-------- Textauszug

# Was ist public static void main(String[] args)?



## Guest (4. Dez 2007)

Hi Leute,
bin neu hier und hab mal ne Frage. Ich muss morgen ein Referat halten, in dem ich unter anderem die Methode:
public static void main (String[] args)

erklären muss, nur leider hab ich keinen plan von dieser Methode... Naja, sie heißt main, nur was macht sie? Ich weiß, dass ein Programm hiermit gestartet wird und das ausgeführt wird, was in ihr steht, nur was noch?
Danke für alle Antworten, ist echt dringend!!

MfG


----------



## H3llGhost (4. Dez 2007)

Der startet immer in der Main nachdem der Konstruktor ausgeführt worden ist.
String[] args ist ein Array wodrin alle Argumente stehen die beim Aufruf übergeben werden ...

Beispiel:

main(String blablub, double tmp)
{
}

Aufruf durch

main("test", 2)

Und dann kannst du mit args[0] auf "test" und args[1] auf 2 zugreifen ...

Ich hoffe es ist so richtig ...


----------



## lukian (4. Dez 2007)

Das kann doch nicht dein ernst sein?   :? 

Frag Google!


----------



## H3llGhost (4. Dez 2007)

Wen meinst du jetzt?!


----------



## lukian (4. Dez 2007)

naja unseren Gast natürlich  :wink:

[edit] Zu deinem Posting würde es allerdings auch passen  :bae:  :wink:


----------



## H3llGhost (4. Dez 2007)

Ist nicht so ganz richtig oder alles falsch?


----------



## ms (4. Dez 2007)

H3llGhost hat gesagt.:
			
		

> Ist nicht so ganz richtig oder alles falsch?

----------------
-------- Bereitgestellte Daten

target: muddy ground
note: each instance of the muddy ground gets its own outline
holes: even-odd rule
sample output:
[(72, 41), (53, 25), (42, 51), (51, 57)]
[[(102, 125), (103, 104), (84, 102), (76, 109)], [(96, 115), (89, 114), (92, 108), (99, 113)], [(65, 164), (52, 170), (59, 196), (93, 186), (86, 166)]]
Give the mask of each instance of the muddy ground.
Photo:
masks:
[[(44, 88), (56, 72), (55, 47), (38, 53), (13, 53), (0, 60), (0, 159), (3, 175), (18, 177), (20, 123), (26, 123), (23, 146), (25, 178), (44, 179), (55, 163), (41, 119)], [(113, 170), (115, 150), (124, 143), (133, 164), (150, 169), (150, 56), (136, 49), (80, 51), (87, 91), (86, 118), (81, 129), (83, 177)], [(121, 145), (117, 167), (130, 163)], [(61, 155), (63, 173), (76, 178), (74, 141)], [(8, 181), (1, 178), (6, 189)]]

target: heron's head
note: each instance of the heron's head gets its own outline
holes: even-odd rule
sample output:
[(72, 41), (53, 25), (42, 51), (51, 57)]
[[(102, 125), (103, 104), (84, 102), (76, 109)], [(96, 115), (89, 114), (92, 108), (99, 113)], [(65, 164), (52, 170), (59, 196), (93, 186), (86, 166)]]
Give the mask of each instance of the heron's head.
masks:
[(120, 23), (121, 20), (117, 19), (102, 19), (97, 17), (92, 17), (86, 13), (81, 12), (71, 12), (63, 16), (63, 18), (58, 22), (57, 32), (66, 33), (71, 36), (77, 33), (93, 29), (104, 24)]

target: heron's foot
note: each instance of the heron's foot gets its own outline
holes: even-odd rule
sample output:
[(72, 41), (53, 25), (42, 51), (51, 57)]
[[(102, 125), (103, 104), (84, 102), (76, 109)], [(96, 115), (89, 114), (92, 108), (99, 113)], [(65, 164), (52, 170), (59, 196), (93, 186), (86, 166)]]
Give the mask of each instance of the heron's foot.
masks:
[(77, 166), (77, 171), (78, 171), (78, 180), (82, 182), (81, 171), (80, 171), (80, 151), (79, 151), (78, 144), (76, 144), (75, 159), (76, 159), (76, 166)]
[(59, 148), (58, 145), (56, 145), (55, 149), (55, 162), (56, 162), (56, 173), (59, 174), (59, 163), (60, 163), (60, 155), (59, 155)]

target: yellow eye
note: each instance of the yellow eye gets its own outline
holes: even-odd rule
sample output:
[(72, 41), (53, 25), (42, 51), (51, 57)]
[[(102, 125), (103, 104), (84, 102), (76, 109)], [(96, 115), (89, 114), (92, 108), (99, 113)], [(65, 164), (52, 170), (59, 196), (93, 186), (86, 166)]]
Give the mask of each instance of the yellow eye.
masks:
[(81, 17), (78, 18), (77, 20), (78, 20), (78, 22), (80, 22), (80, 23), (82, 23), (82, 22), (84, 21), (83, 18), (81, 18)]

----------------

- **Aufgabenstellung**:
Nennen Sie sämtliche Benutzernamen, unter denen im Forenthread zur main-Methode Beiträge erscheinen. Maßgeblich ist allein der Forenthread.

- **Lösung**:
Guest, H3llGhost, lukian, ms